▶ [What needs to be done] For this exercise, output every line of the data as it stands.
==================================================
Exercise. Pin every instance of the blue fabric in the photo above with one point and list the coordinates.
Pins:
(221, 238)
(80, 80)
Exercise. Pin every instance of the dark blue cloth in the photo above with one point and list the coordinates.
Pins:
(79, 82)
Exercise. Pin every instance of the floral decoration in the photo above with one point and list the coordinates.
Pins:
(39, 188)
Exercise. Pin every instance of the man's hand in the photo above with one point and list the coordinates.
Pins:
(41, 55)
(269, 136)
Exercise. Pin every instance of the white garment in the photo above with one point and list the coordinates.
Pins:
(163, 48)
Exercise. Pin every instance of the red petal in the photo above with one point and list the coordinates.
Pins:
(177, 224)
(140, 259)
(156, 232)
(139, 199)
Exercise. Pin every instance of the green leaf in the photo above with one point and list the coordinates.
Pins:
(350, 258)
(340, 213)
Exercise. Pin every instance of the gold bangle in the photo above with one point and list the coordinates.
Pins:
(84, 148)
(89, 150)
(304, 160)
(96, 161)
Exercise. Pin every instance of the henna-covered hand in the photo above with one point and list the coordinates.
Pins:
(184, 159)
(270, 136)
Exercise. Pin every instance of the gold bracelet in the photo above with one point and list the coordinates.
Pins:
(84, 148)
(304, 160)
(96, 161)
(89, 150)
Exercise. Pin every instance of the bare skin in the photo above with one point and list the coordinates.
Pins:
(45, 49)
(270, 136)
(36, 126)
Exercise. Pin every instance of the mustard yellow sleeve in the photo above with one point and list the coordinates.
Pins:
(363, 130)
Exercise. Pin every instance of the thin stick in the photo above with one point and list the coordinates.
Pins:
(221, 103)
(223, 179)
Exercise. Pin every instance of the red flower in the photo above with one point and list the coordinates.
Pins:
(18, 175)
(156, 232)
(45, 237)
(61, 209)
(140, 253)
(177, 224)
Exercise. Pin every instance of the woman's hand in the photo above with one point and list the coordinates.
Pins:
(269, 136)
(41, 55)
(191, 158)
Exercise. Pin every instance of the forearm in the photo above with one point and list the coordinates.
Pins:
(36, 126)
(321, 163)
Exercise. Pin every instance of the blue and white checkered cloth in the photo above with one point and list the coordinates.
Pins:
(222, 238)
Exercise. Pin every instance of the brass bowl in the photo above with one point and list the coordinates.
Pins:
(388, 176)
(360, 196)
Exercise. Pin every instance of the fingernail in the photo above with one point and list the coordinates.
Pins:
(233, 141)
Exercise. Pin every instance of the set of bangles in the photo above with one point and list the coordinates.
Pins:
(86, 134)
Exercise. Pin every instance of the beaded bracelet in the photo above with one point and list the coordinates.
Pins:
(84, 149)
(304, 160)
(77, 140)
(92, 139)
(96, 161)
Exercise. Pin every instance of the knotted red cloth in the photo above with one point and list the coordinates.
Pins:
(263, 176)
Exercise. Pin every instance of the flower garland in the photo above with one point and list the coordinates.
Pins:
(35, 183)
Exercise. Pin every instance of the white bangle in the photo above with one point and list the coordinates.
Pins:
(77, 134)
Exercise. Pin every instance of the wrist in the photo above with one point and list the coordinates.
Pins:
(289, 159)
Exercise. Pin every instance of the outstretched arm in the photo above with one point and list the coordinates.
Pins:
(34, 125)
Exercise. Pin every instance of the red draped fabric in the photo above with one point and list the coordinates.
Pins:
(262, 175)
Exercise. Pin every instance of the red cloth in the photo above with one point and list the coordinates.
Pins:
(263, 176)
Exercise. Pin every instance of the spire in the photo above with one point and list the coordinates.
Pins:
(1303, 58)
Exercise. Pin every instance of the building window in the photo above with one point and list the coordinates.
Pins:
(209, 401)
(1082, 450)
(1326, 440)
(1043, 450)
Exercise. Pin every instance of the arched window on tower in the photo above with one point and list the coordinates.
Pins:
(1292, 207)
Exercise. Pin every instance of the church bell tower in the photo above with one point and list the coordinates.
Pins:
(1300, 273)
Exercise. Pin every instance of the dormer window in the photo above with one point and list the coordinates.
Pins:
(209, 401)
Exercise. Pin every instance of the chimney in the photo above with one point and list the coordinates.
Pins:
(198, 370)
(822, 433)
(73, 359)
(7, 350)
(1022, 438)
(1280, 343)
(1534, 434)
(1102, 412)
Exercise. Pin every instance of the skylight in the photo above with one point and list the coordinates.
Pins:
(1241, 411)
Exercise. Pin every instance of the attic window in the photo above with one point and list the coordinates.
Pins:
==================================================
▶ [Exercise result]
Exercise. Pin every instance of the blue fabric in the photo above with one point and list the coordinates.
Pins:
(221, 238)
(80, 80)
Exercise. Pin every instance of the dark blue cloth in the photo above with one point and list the coordinates.
Pins:
(79, 82)
Exercise. Pin every instance of the floral decoration in the photo above with one point and list the coordinates.
Pins:
(39, 188)
Exercise. Pin every instance of the man's hand in the photo above with one point and list the coordinates.
Pins:
(41, 55)
(269, 136)
Exercise. Pin every instance of the white garment in the photo above with one point and list the coordinates.
Pins:
(163, 48)
Exercise. Pin every instance of the red petal in the photo above with one point and list the coordinates.
Pins:
(177, 224)
(140, 259)
(156, 232)
(139, 199)
Exercise. Pin every instance of the green leaf in the photo above with one point and list the coordinates.
Pins:
(350, 258)
(340, 213)
Exercise. Pin every instance of the gold bangle in the photo above with one point and list the coordinates.
Pins:
(84, 148)
(89, 150)
(304, 160)
(96, 161)
Exercise. Pin every instance of the henna-covered hand in the photo above with one point and list the coordinates.
Pins:
(184, 159)
(270, 136)
Exercise. Pin every instance of the gold bracelet in the photo above with one point and list the coordinates.
Pins:
(84, 148)
(304, 160)
(96, 161)
(89, 150)
Exercise. Pin every instance of the bare skin in the photo above with one point and list the coordinates.
Pins:
(45, 49)
(270, 136)
(36, 126)
Exercise. Pin every instance of the mustard yellow sleeve in the photo above with one point and list the coordinates.
Pins:
(363, 130)
Exercise. Pin every instance of the thin stick in the photo above with one point and list the coordinates.
Pins:
(221, 103)
(223, 179)
Exercise. Pin every instance of the red flower in the photo above with one point and list the coordinates.
Pins:
(18, 175)
(156, 232)
(45, 237)
(61, 209)
(140, 253)
(177, 224)
Exercise. Pin every instance of the woman's hand in the photo above with one point and list the coordinates.
Pins:
(269, 136)
(41, 55)
(191, 158)
Exercise. Pin every instance of the forearm in the photo above with one point and list the coordinates.
Pins:
(36, 126)
(321, 163)
Exercise. Pin every instance of the blue and white checkered cloth in the photo above with one point and list the coordinates.
Pins:
(222, 238)
Exercise. Pin every instance of the brass bowl in the photo above with one point and list the coordinates.
Pins:
(388, 176)
(360, 196)
Exercise. Pin every instance of the fingernail in the photo above with one point and list the coordinates.
Pins:
(233, 141)
Exercise. Pin every instance of the set of bangles in the photo above with one point and list the coordinates.
Pins:
(86, 134)
Exercise. Pin every instance of the beaded bracelet in the photo above with one point and list the coordinates.
Pins:
(84, 149)
(304, 160)
(77, 140)
(92, 139)
(96, 161)
Exercise. Pin every instance of the knotted red cloth in the photo above with one point and list the coordinates.
Pins:
(263, 176)
Exercise. Pin every instance of the flower garland in the photo above with one point and list the coordinates.
Pins:
(35, 183)
Exercise. Pin every instance of the white bangle in the photo above with one point and list the coordinates.
Pins:
(77, 134)
Exercise. Pin every instance of the wrist in the photo above with one point and list the coordinates.
Pins:
(289, 159)
Exercise. Pin every instance of the outstretched arm in the photo above with one point and list the coordinates.
Pins:
(34, 125)
Exercise. Pin every instance of the red draped fabric in the photo above with one point and list the coordinates.
Pins:
(262, 175)
Exercise. Pin every instance of the red cloth in the photo above with one point and list the coordinates.
Pins:
(263, 176)
Exercise. Pin every instance of the spire in the photo above with one point and list the coordinates.
Pins:
(1303, 58)
Exercise. Pin every instance of the building window in the photo above with one point and list the coordinates.
Pins:
(209, 401)
(1082, 450)
(1326, 440)
(1043, 450)
Exercise. Pin every instance of the arched window on tower in the photo above with one point and list the coordinates.
Pins:
(1292, 207)
Exercise. Pin every instance of the church bell tower in the photo above with one point and list the coordinates.
Pins:
(1300, 273)
Exercise. Pin every instance of the dormer window in the photo above with one point and list the coordinates.
Pins:
(209, 401)
Exercise. Pin every instance of the chimney in the photo above with one point and list the coordinates.
Pins:
(198, 370)
(822, 433)
(73, 359)
(7, 350)
(1022, 438)
(1280, 343)
(1534, 434)
(1102, 412)
Exercise. Pin every instance of the skylight in the photo above with one point and list the coordinates.
Pins:
(1241, 411)
Exercise. Pin every instance of the attic window in the photo above with one point and list the coordinates.
Pins:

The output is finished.